= Given instruction =
List each line in the rows below that contains the string "roof".

= Entries =
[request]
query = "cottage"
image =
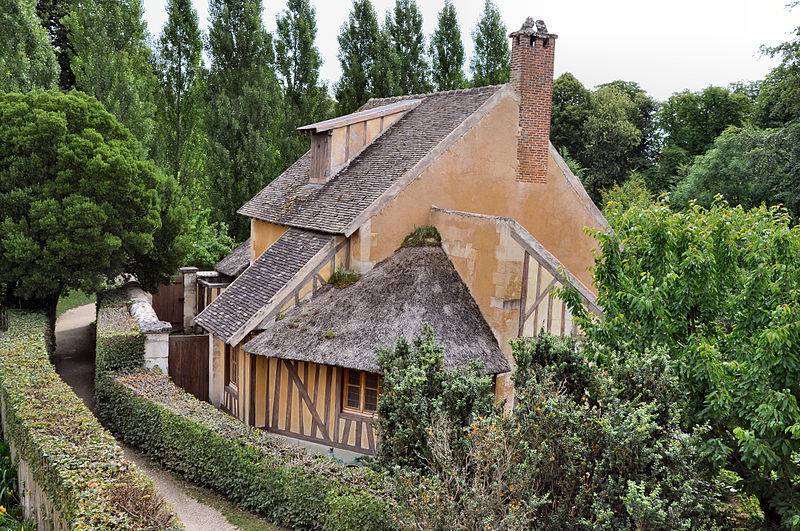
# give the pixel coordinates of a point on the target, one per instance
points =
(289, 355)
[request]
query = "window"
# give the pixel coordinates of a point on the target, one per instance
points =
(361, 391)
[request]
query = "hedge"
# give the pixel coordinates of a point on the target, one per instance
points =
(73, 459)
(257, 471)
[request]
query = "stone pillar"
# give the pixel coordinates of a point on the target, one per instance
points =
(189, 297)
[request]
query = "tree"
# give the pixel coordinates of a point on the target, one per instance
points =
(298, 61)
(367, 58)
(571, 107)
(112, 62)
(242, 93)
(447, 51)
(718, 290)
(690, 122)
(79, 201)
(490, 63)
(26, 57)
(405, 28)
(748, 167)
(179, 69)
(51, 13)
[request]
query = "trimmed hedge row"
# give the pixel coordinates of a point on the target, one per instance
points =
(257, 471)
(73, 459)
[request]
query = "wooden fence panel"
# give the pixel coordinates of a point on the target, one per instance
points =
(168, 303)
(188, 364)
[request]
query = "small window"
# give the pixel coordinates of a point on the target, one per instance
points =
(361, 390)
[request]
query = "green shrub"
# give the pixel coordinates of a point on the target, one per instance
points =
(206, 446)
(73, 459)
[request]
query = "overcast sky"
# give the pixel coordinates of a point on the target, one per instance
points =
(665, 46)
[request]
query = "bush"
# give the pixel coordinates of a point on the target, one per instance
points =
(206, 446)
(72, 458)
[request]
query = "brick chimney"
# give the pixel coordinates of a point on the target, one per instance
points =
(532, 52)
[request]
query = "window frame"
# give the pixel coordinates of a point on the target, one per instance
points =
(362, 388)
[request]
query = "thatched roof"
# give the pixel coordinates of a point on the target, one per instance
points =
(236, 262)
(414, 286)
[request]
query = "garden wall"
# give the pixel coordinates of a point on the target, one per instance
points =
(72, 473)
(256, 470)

---

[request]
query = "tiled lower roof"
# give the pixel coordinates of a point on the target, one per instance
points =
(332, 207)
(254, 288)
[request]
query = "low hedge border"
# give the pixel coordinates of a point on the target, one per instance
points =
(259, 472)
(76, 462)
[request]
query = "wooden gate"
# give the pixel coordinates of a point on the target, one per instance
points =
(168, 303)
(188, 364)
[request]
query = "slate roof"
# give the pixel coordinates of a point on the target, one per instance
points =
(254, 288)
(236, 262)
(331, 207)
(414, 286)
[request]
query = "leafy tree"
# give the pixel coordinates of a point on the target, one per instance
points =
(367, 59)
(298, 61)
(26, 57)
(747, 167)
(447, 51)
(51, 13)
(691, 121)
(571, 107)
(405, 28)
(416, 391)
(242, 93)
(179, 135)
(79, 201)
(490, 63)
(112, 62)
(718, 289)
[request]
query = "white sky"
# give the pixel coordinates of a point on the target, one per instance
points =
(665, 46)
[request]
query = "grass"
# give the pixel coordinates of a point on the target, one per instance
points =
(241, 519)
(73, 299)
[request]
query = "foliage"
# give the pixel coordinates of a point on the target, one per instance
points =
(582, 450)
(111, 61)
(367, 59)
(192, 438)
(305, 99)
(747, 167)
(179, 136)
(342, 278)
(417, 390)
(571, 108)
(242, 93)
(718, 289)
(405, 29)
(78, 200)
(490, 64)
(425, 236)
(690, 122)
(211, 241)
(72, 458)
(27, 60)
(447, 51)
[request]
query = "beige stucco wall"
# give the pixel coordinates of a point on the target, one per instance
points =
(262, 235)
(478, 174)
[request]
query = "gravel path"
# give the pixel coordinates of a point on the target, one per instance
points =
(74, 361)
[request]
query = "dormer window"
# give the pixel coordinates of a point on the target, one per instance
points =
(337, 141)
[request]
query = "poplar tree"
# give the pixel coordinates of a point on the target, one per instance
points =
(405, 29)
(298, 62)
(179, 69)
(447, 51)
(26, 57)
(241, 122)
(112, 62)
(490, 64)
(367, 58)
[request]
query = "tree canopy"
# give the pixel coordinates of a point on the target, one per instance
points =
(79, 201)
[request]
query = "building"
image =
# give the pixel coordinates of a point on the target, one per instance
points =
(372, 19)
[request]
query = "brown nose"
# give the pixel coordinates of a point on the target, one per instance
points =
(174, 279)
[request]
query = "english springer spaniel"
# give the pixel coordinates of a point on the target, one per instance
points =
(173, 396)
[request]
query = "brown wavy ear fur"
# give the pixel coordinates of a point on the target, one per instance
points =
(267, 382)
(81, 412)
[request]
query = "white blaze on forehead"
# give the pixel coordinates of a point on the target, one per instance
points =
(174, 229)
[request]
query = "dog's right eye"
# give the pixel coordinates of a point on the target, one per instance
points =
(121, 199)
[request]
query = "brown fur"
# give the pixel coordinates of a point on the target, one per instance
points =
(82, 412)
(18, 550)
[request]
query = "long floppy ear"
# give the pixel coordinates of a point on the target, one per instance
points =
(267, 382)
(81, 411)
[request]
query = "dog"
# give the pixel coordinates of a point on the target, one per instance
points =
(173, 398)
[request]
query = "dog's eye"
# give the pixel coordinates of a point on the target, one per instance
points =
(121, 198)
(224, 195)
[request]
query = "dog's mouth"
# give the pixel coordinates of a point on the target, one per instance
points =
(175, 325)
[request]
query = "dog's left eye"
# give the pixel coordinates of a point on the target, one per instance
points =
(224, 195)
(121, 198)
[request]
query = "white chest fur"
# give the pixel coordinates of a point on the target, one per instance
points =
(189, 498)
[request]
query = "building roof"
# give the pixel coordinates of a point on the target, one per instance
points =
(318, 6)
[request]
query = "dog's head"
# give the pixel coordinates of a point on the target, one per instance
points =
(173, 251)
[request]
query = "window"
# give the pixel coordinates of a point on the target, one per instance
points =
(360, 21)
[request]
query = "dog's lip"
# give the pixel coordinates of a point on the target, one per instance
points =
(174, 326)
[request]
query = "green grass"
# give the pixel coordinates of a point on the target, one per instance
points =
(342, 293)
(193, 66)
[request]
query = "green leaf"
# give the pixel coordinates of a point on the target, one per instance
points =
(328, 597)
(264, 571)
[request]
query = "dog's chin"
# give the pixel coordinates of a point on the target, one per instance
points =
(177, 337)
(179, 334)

= Output below =
query = "thatched roof"
query = "tiled lower roof"
query = "slate roof"
query = "building roof"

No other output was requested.